▶ PROVIDED ENTRIES
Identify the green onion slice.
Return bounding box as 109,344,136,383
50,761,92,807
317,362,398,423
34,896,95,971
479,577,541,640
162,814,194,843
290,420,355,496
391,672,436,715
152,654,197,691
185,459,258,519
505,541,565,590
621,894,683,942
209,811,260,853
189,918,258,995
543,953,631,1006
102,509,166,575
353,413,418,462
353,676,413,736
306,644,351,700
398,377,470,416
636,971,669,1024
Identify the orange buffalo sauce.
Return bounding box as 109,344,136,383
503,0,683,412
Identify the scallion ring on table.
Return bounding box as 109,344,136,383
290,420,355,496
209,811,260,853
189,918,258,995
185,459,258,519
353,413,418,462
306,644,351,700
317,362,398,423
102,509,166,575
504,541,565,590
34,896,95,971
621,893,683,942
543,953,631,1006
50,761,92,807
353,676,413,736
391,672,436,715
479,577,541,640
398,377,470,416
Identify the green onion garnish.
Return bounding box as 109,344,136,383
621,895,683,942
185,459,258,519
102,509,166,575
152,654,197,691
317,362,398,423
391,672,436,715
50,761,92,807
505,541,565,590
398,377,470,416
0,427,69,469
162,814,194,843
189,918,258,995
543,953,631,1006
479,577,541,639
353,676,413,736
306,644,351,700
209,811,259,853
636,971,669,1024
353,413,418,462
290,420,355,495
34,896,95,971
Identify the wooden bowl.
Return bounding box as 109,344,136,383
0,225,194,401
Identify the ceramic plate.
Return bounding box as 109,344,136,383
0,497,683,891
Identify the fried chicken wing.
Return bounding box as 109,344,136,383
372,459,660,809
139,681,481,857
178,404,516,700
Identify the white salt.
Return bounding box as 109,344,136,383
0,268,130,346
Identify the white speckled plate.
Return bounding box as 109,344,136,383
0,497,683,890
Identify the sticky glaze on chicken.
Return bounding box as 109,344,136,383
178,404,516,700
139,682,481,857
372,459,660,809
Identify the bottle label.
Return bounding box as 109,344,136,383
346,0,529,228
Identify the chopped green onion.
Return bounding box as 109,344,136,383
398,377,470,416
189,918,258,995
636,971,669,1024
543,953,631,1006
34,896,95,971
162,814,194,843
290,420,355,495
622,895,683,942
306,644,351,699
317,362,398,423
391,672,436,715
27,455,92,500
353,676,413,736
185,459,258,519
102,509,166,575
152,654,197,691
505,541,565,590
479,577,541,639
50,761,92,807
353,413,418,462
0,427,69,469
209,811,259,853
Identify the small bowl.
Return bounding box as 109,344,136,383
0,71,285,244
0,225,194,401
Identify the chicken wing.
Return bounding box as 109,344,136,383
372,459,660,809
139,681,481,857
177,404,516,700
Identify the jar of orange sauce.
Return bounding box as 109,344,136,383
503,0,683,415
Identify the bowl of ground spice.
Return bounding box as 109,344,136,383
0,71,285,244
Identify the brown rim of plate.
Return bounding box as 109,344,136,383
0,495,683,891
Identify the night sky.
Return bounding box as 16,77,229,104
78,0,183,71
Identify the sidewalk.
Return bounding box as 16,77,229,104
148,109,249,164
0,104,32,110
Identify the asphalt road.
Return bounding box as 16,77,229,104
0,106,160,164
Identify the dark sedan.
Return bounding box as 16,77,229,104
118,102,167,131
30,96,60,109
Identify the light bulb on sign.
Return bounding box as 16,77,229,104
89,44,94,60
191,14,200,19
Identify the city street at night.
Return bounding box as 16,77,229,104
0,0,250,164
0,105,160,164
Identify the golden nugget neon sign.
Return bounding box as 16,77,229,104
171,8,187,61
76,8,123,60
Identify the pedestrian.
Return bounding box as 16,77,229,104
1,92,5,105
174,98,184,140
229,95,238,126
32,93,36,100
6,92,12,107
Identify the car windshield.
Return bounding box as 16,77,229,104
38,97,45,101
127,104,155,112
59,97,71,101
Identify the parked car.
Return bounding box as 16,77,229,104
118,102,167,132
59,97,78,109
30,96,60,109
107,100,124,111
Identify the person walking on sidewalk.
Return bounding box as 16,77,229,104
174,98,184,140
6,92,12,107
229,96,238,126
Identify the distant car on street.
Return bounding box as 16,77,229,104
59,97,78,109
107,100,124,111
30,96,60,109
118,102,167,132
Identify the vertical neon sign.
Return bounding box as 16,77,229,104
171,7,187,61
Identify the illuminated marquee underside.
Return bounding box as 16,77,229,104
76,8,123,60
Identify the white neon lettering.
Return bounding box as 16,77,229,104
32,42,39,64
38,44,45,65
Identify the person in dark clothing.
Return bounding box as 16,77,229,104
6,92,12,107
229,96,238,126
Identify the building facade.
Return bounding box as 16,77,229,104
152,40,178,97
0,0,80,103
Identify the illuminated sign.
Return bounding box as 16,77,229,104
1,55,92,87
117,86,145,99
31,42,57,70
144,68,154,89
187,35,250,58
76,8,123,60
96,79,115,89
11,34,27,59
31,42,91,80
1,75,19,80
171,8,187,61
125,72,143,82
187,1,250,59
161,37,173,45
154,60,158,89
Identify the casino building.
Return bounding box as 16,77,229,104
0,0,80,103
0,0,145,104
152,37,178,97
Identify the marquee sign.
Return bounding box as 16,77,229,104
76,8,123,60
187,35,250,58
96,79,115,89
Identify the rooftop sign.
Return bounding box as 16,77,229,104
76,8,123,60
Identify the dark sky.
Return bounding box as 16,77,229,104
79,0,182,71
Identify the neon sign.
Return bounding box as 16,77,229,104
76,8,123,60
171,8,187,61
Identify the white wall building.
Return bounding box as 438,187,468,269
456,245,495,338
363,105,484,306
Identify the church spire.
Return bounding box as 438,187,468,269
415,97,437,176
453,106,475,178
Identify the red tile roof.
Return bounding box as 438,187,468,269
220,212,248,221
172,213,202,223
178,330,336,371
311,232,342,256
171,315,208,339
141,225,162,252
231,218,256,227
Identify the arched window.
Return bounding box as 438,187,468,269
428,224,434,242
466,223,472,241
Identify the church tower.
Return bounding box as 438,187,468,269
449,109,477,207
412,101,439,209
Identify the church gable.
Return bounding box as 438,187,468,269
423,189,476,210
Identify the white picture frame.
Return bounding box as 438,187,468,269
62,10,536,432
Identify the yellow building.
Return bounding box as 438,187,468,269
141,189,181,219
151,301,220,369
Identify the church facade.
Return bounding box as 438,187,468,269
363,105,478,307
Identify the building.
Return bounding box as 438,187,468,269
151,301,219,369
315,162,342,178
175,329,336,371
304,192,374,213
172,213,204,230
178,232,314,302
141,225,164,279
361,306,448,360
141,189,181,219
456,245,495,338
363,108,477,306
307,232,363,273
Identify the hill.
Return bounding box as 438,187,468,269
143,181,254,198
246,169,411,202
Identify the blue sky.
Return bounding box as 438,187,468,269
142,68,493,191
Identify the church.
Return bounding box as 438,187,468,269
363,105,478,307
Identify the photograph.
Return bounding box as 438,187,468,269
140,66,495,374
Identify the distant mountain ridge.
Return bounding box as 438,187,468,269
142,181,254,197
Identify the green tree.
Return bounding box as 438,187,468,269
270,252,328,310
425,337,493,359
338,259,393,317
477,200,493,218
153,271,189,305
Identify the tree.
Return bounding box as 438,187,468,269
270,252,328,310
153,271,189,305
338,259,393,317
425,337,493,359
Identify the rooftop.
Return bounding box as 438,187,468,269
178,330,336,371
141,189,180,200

▶ TO BE DONE
Rewrite only the part of the listing from the line that contains "Identify the white salt." up to and including the line that contains "346,0,529,228", with the requests left in and unchanged, including their sample numbers. Scale every bounding box coordinate in the answers by 1.5, rounding each result to a whole number with halves rounded up.

▶ RESPONSE TO THE EXERCISE
Identify the white salt.
Return bounding box as 109,344,136,383
0,402,195,519
Identify the white speckled plate.
Return bounding box as 109,344,136,383
0,746,1025,1335
Identify the sticky glaze on chicken.
Return bounding box as 109,344,136,383
267,606,774,1050
209,1023,722,1286
558,689,990,1214
Identify the bottle label.
Return bounding box as 109,344,136,383
519,0,794,342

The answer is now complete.